EXERCISE INSTRUCTIONS —
Here are some records; return them all exactly.

THE DATA —
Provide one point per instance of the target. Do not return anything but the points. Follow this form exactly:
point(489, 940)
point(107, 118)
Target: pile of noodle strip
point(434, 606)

RESULT OF THIS EXERCISE —
Provide one point per instance of the target. Do not return anything but the points. Follow this form exactly:
point(489, 940)
point(107, 118)
Target: pile of noodle strip
point(434, 606)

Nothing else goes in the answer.